Tugas yang dikerjakan »
1. Menurut teks tentang kelahiran prematur dan terapi kortikosteroid, pada tahun berapa National Institute of Health Consensus Development merekomendasikan kortikosteroid untuk pematangan paru-paru janin?
2. Tuliskan lanjutan teks tentang terapi kortikosteroid untuk kematangan paru janin, dimulai setelah kalimat terakhirnya.

Teks yang dikaji »
┄┄┄┄┄┄┄┄┄┄┄┄┄┄┄┄┄┄┄┄

Romero dan rekannya (1993) mencoba mengevaluasi nilai diagnostic dari cairan amnion dengan leukositosis, kadar gula yang rendah, konsentrasi interleukin-6 yang tinggi, atau adanya bakteri gram positif pada 120 wanita dengan kelahiran prematur dan membrane yang utuh. Hasil investigasi ini menemukan bahwa tidak ditemukan bakteri pada cairan amnion pada 99% wanita. Konsentrasi interleukin-6 sebanyak 82% spesifik untuk mendeteksi cairan amnion yang mengandung bakteri. The American College Obstetrics and Ginecology (2003) menyimpulkan bahwa tidak ada bukti melakukan amniocentesis rutin untuk mengidentifikasi suatu infeksi. (8)

2.6.2.2 Terapi Kortikosteroid Kematangan Paru Janin

Glukokortikoid dapat mempercepat maturasi paru-paru pada domba yang preterm namun kemudian Liggins dan Howie (1972) mencobanya pada wanita. Terapi kortikosteroid efektif dalam menurunkan insidensi dari respiratory distress dan angka kematian neonatal jika kelahiran dapat ditunda setelah pemberian awal betametason. Bayi baru lahir yang terekspose terapi ini tidak mendapatkan penyakit sampai usia 31 tahun. Penelitian Liggins dan Howie (1972) merangsang lebih dari 35 tahun penelitian paru-paru janin lainnya. Dan pada tahun 1995, National Institute of Health Consensus Development merekomendasikan penggunaan kortikosteoid untuk pematangan paru-paru janin yang terancam kelahiran preterm. (8)

┄┄┄┄┄┄┄┄┄┄┄┄┄┄┄┄┄┄┄┄

Data yang diberikan »
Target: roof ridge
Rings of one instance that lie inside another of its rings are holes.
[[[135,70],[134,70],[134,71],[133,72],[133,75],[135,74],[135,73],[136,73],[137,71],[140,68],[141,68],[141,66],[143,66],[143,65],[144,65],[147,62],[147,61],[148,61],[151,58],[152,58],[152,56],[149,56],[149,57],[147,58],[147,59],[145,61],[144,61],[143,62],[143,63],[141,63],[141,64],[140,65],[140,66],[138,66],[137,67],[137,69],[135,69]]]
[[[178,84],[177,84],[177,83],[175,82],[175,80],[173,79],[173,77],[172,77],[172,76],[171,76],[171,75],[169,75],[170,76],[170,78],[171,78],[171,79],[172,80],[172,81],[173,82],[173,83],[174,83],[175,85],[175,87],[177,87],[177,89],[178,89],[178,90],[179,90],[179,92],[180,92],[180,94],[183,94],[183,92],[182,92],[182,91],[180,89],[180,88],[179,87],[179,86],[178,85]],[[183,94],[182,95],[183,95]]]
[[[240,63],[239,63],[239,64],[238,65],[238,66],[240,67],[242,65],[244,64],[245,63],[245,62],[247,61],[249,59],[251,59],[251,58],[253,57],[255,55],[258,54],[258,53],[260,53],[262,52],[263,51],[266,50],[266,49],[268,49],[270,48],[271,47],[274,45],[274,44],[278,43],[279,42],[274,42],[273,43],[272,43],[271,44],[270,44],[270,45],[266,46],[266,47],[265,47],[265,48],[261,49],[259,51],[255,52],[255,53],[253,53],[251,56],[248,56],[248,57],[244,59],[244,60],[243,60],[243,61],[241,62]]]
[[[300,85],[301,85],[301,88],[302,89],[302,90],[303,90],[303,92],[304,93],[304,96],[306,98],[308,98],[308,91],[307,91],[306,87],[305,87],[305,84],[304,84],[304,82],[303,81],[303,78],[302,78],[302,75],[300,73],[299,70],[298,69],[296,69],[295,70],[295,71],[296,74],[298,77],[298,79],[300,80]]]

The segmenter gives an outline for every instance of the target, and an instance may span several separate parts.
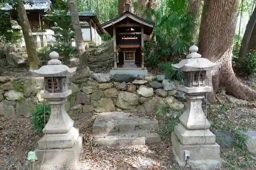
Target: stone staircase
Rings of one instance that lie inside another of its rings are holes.
[[[158,121],[124,112],[99,114],[93,125],[92,143],[111,147],[158,142]]]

┄┄┄┄┄┄┄┄┄┄┄┄┄┄┄┄┄┄┄┄

Hasil secara berurutan »
1. Pada tahun 1995.

2.
2.6.2.3 Metode-Metode Untuk Menghambat Persalinan Preterm

Banyak sekali obat dan intervensi lain yang telah digunakan untuk menghambat persalinan preterm, tetapi sayangnya, tidak ada yang benar-benar efektif. The American College Obstetrics and Gynecologist (2007) menyimpulkan bahwa obat tokolitik tidak secara jelas memperlama gestasi, namun dapat menunda persalinan pada wanita selama 48 jam. Fungsi ini dapat memfasilitasi transportasi pengiriman ibu ke RS pusat atau memberikan waktu untuk pemasukan kortikosteroid. (8)

2.6.2.3.1Tirah Baring

Regimen terapi yang paling sering digunakan adalah tirah baring selama kehamilan. Pada tahun 1994, Goldenberg dkk. telah mengulas tirah baring yang digunakan untuk merawat berbagai macam komplikasi kehamilan dan tidak menemukan bukti konklusif bahwa tirah baring dapat membantu mencegah kelahiran preterm. Baru-baru ini, Sosa dkk. (2004) meneliti secara acak manfaat tirah baring di rumah dan di rumah sakit. Mereka menyimpulkan tidak adanya bukti bahwa tirah baring dapat mencegah kelahiran prematur, begitu pula dengan hasil yang diteliti oleh Goulet dkk (2001) dan Yost dan kolega-koleganya. (8)

2.6.2.3.2 Hidrasi Dan Sedasi

Helfgott dkk. (1994) melakukan percobaan hidrasi dan sedasi pertama secara acak yang dibandingkan dengan tirah baring saja dalam perawatan 119 wanita yang sedang dalam persalinan preterm. Wanita yang diacak untuk mendapatkan terapi menerima 500 mL larutan Ringer Laktat secara intravena dalam 30 menit dan 8 sampai 12 mg morfin sulfat intramuskular. Terapi seperti ini ternyata tidak lebih menguntungkan daripada tirah baring saja. (8)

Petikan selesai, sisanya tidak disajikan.